>> BEGIN TEXT PROVIDED
Monday, January 2, 2017
What went wrong with the NPD? What went right?
My last article got me thinking about German politics again and had me mulling on the question, 'What went wrong with the NPD?'.
The decline of the NPD, and the rise of the AfD, touches a sore spot with me: I've always liked and admired the NPD, and viewed it as the model we Australian nationalists ought to follow; at the same time, I now acknowledge that the NPD approach hasn't generated much in the way of success. Is it the case, then, that 'neofascists' and 'Neo-Nazis' won't ever do well at elections (at least in Western Europe - let's leave out the examples of Jobbik and Golden Dawn)?
Should the NPD be considered a 'Neo-Nazi' party? My answer is: absolutely. I could reel off a list of the similarities between the NSDAP and the NPD. But I can detect some crucial differences:
1) No charismatic leader. The NPD has been led by men who may be ideologically sound but are not as brilliant as Germany's former Führer: Voigt, Apfel, Pastörs... Which is strange, considering that National Socialism is structured around the 'leadership principle' and what Hitler called 'personality' (that is, the cult of personality around great men). And not just National Socialism: all of the fascism of the 1920s and 1930s revolves around this notion of the importance of charismatic and attractive leadership. Were some fascist from that period to time-travel to the present, the first thing he'd ask of the NPD is, 'Who's your leader? Is he smart? Do people respect him? Does he deliver a good speech? Does he look good in photographs and newsreels? Is he well-dressed? Do women like him?'...
>> END TEXT PROVIDED
>> BEGIN DATASET
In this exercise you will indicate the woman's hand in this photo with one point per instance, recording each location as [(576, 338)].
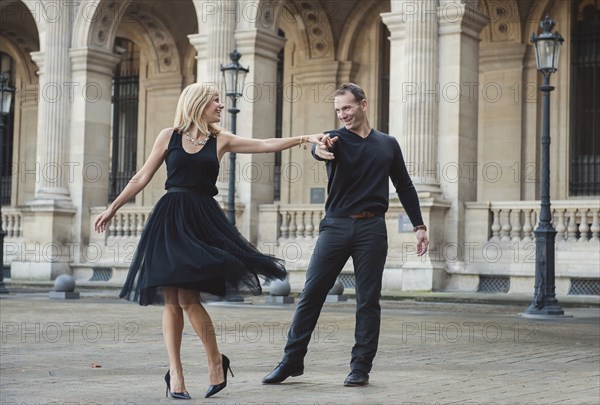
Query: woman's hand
[(103, 219)]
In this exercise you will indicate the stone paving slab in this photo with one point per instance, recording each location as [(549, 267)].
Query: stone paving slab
[(101, 350)]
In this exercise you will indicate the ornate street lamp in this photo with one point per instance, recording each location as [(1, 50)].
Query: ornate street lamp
[(234, 76), (544, 304), (6, 92)]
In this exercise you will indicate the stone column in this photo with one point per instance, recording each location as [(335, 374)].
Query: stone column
[(92, 71), (256, 119), (213, 45), (56, 90), (415, 94), (417, 91), (500, 158), (46, 251), (460, 24)]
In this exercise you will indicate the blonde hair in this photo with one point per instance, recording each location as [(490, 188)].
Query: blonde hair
[(190, 107)]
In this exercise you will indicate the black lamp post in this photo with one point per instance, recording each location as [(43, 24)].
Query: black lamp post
[(6, 92), (547, 49), (234, 76)]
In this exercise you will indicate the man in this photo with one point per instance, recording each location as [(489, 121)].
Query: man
[(359, 161)]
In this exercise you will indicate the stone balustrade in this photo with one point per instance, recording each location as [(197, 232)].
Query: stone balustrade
[(12, 220), (574, 221), (299, 221)]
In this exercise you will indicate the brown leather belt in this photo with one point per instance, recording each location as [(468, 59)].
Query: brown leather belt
[(363, 215)]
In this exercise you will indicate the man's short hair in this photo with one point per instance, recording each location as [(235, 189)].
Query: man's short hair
[(355, 89)]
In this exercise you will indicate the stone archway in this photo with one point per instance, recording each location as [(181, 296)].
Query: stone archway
[(19, 37)]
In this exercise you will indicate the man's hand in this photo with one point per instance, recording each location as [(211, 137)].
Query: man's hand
[(323, 150), (422, 242)]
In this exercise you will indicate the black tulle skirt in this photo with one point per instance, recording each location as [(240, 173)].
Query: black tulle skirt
[(188, 243)]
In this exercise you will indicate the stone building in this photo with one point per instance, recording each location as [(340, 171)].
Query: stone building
[(455, 81)]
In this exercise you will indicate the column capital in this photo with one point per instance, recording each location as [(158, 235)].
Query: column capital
[(170, 83), (395, 23), (259, 42), (463, 17), (199, 41), (93, 60), (39, 58), (502, 57), (317, 73)]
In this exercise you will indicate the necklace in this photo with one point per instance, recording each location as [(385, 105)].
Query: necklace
[(195, 142)]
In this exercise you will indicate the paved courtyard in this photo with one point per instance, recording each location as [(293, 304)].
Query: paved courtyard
[(101, 350)]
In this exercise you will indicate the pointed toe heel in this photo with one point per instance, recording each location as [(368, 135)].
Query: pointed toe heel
[(213, 389), (174, 395)]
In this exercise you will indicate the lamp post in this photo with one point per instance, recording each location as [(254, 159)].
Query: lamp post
[(544, 303), (6, 92), (234, 76)]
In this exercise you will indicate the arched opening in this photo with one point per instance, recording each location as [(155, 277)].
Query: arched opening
[(7, 69), (279, 120), (125, 96), (383, 102)]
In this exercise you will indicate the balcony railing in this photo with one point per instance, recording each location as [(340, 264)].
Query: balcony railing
[(574, 221)]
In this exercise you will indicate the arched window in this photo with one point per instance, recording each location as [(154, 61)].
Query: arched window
[(585, 95), (383, 113), (125, 91), (278, 122), (8, 68)]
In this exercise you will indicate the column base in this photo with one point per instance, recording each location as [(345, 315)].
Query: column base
[(39, 270)]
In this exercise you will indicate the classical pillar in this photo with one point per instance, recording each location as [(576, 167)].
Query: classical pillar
[(460, 24), (414, 92), (46, 251), (55, 92), (256, 119), (500, 159), (213, 44), (92, 70)]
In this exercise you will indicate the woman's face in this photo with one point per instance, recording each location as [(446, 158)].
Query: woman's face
[(212, 111)]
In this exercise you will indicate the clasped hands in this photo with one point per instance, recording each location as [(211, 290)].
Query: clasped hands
[(323, 147)]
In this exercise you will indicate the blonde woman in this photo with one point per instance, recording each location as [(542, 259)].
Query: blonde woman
[(187, 245)]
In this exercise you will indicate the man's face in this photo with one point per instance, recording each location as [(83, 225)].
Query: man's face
[(350, 112)]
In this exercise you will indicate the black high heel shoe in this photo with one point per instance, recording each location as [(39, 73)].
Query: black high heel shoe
[(213, 389), (174, 395)]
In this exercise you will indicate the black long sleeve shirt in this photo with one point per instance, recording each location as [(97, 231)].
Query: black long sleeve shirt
[(358, 176)]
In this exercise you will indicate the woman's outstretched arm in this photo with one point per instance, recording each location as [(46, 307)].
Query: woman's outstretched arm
[(139, 180), (228, 142)]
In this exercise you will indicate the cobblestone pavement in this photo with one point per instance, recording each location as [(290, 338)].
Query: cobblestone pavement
[(101, 350)]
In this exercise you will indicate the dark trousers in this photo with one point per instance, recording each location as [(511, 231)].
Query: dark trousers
[(365, 240)]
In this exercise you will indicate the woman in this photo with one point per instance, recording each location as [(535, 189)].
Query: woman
[(187, 244)]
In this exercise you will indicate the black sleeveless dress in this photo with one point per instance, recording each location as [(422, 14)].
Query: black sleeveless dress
[(188, 242)]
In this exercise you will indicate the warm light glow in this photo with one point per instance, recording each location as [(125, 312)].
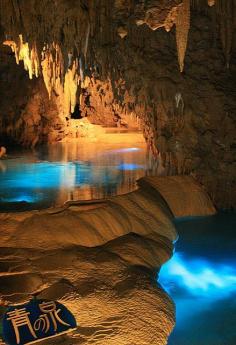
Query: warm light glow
[(52, 67)]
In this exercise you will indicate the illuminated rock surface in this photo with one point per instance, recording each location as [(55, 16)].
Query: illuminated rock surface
[(100, 260), (119, 63)]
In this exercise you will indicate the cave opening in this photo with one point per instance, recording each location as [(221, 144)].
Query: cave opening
[(76, 115)]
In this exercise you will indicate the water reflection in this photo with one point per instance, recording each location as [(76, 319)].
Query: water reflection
[(80, 170), (201, 279)]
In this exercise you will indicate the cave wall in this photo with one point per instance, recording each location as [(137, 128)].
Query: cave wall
[(128, 73)]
>> END DATASET
* **TASKS TO COMPLETE**
**a.** In the post about the NPD, which party does the writer say has risen as the NPD declined?
**b.** Continue the post about the NPD, starting right after its final sentence.

* **WRITTEN RESPONSES**
**a.** The AfD.

**b.**
The NPD leadership don't have well-defined media personalities: simply put, no-one knows them nor can they remember, after seeing them, who they are. This is not true of the leaders of the populist parties - men and women such as Farage, Le Pen, Wilders, Åkesson - who are memorable, and well-presented. Compared to them Voigt looks scruffy and ordinary; he reminds everyone of their father. What a contrast Frauke Petry of the AfD presents. It's a great advantage when your party is headed by such a well-dressed, and distinctive, woman.
Oddly enough, the populists - with their understanding of the visuals of politics and politicians - stand closer to Hitler and the NSDAP than the NPD.
2) No uniforms. The NPD has badges, banners, flags, drums, bugles, just like the NSDAP, and does marches and rallies just like the NSDAP. But it doesn't do salutes, doesn't wear uniforms and doesn't structure itself as a paramilitary organisation. It can't do those things because of the law. One might say that this is a good thing, because very few groups can wear a fascist-type uniform with panache and style, and besides which, wearing uniforms - LARPing, as Colin Liddell, a foe of National Socialism, contemptuously calls it - distracts from the doctrine, the politics.
But the fascist doctrine is embodied in the uniform, and the salutes, and the paramilitary ranks. Men in civilian clothes, in business suits, won't bring about Yockey's 'Age of Authority' (that is, age of fascism).
I sometimes ask myself what would happen in Germany were the uniform ban, and the salute ban, lifted. The German nationalists would go back to wearing uniforms in a thrice. Perhaps they wouldn't look good; perhaps the Germans don't have the fashion sense that they did seventy years ago. As one British journalist put it, 'WWII was the last time the Germans dressed well'. But maybe the NPD would manage to pull it off - and enjoy tremendous success.
3) The constitutional order. The trinity of nation, state and party lay at the heart of the National Socialist doctrine, and the Führer - with his special (one might say mystical?) - insight into the minds and hearts of the German people serve to mediate the three. This is the rationalisation, the justification, for the constitutional arrangements adopted by Germany in the years from 1933 to 1945 - arrangements which differ radically from today's and which give National Socialism its character.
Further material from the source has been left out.